-------- Texte à lire
Dissuasion et protection ?

 

Le mercenariat est aujourd’hui une norme qui appartient au système international et aux relations entre les États et les acteurs privés. Il serait naïf de considérer qu’un monde sans mercenariat peut exister, car il s’agit d’un commerce, d’une activité économique à la fois légale et fortement plébiscitée. Comme l’écrivent Sidos et Bricet des Vallons dans « La France face à ses SMP », « le mercenariat n’est ni bon ni mauvais. C’est l’usage qu’on en fait qui peut éventuellement conduire à un jugement moral, et en aucun cas sa nature. Prétendre l’interdire, c’est comme interdire le soleil en été ou le verglas en hiver : un non-sens. »

 

Outre ce constat froid et tranchant sur l’inéluctabilité des mercenaires, c’est le fait de tuer qui gagne en légitimité. Encore une fois, le but premier du mercenaire n’est pas de tuer : il est là pour dissuader et protéger (un peu comme la bombe atomique…). Mais il n’en reste pas moins que son arme et son entraînement militaire ne lui serviront pas qu’à impressionner les populations auprès desquelles ils agissent. Les armes sont faites pour tuer ou tout du moins pour réduire un adversaire à l’impuissance. On peut considérer qu’il s’agit d’une déshumanisation des femmes et des hommes dont il est question ici : ils ne sont pas qu’un doigt pour appuyer sur la gâchette, mais ils restent ceux qui choisissent de la presser.
----------------
-------- Données enregistrées
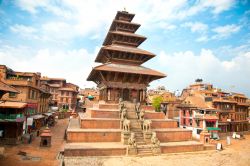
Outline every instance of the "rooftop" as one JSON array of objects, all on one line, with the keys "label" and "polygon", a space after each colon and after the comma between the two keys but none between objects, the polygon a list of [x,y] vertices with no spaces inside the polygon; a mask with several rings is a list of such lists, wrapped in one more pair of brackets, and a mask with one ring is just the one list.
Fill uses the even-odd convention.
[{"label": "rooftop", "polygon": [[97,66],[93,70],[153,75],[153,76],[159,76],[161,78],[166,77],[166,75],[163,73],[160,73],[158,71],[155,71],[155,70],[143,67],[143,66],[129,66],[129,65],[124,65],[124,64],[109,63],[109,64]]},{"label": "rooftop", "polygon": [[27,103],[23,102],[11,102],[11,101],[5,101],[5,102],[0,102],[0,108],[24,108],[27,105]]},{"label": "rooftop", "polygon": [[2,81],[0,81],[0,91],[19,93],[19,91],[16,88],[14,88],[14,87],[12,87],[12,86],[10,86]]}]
----------------
• **Consigne**
Traduisez en anglais cette phrase du texte sur le mercenariat : « Les armes sont faites pour tuer ou tout du moins pour réduire un adversaire à l’impuissance. » Les données figurant ci-dessus ne sont pas nécessaires.

• **Réponse proposée**
Weapons are made to kill, or at the very least to render an opponent powerless.